- **SET TASK**
Find the line that contains "of the beige". Then set down that line and all the lines after it, to the end of the records, exactly and with nothing added.

- **MATERIAL FOR THE TASK**
------------------------------------------------

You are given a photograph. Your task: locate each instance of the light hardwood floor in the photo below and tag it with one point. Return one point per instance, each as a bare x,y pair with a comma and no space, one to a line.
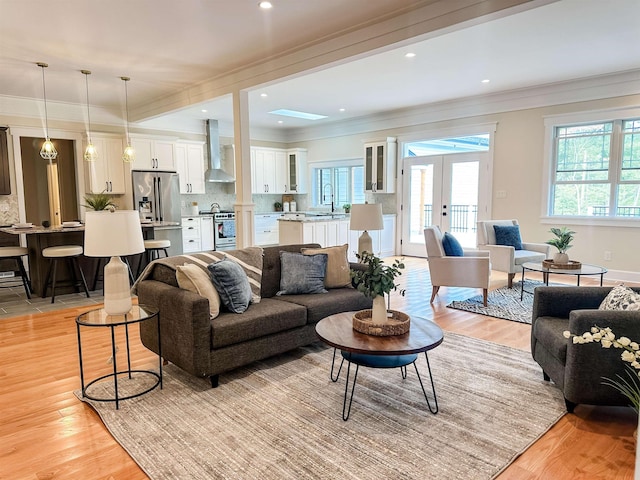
47,433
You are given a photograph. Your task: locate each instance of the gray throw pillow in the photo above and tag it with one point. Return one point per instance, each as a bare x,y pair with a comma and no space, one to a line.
232,284
302,273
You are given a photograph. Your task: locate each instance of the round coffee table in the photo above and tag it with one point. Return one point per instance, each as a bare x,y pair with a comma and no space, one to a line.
585,269
395,351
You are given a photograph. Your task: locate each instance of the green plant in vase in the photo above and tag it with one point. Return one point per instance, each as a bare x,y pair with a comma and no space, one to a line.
562,241
99,201
376,281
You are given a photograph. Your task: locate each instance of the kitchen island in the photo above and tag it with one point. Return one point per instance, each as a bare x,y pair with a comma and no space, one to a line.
39,238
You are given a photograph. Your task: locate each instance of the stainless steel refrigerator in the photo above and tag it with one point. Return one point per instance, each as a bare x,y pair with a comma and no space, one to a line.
156,195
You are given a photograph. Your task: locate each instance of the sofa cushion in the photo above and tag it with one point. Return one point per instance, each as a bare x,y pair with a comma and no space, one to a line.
268,317
549,331
232,284
193,278
508,235
621,298
451,246
338,272
335,301
302,273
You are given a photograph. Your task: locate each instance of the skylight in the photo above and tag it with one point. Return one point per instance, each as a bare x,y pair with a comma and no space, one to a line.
296,114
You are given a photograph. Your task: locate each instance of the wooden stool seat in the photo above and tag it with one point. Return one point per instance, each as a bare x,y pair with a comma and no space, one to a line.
16,253
70,253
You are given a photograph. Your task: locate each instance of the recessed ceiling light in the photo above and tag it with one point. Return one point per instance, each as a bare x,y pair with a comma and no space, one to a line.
296,114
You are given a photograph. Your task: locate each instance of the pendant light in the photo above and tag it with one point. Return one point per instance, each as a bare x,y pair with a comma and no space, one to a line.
129,154
90,154
48,151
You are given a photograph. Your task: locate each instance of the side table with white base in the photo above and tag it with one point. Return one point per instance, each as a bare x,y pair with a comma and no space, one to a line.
99,318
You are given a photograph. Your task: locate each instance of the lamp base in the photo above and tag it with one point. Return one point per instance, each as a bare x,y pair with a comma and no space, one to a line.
365,244
117,291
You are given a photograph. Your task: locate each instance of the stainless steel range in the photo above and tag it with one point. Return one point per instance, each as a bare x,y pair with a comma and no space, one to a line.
224,230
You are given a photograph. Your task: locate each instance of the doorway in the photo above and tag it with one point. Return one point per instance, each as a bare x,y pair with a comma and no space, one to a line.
49,187
442,190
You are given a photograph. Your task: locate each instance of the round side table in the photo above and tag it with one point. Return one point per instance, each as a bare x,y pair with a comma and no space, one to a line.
98,318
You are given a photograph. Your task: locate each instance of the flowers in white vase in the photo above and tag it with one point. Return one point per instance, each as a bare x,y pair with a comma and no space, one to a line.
629,386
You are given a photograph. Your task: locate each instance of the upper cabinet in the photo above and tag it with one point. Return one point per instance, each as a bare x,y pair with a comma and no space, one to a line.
153,154
296,170
379,166
107,173
189,157
268,170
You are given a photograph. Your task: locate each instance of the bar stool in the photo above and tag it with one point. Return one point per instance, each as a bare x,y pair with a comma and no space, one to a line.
152,249
70,253
16,253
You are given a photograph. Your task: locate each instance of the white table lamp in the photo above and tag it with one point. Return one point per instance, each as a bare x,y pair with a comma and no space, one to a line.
366,216
112,234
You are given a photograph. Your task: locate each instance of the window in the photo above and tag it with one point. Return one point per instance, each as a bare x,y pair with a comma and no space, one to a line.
345,183
596,169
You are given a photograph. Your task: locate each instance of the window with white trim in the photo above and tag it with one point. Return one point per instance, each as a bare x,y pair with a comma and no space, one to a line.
596,169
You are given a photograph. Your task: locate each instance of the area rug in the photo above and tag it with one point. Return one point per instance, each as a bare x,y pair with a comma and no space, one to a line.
281,418
502,303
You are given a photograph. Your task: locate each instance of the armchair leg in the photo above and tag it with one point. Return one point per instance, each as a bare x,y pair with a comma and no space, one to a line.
434,292
570,405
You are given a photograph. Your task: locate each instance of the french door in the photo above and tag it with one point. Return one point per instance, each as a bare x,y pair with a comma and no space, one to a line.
442,190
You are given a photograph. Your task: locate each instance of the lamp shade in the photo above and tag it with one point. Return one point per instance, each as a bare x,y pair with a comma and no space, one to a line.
366,216
111,234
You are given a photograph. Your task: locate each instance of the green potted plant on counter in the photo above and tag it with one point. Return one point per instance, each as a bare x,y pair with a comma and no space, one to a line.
99,201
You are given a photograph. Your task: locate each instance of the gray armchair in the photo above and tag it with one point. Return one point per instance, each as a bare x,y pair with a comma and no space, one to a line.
578,370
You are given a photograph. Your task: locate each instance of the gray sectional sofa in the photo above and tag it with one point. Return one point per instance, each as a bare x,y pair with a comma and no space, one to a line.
208,347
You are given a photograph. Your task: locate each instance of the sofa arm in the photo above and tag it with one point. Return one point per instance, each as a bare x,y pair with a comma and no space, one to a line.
185,325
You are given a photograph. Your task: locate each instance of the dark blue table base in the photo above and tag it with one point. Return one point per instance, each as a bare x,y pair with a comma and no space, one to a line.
379,361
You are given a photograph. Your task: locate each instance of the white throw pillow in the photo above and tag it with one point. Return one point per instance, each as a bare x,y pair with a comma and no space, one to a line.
191,277
621,297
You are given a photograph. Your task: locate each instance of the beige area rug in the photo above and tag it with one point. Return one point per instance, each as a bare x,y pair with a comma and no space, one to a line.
281,418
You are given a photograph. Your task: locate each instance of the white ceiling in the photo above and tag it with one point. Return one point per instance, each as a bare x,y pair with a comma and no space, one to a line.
172,49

------------------------------------------------

- **TASK ANSWER**
You are given a photograph. Your task: locate each instance of the beige area rug in the photo above and tag it with one point. Return one point per instance, each as a bare x,y pair with a comma and no space, one to a line.
281,418
You are given a photograph. Your task: locate each instance of the white ceiling in the photo above and tag it with one point. Return one point per instance, each as a bare x,y pair with a comma and no space, one to a line.
172,49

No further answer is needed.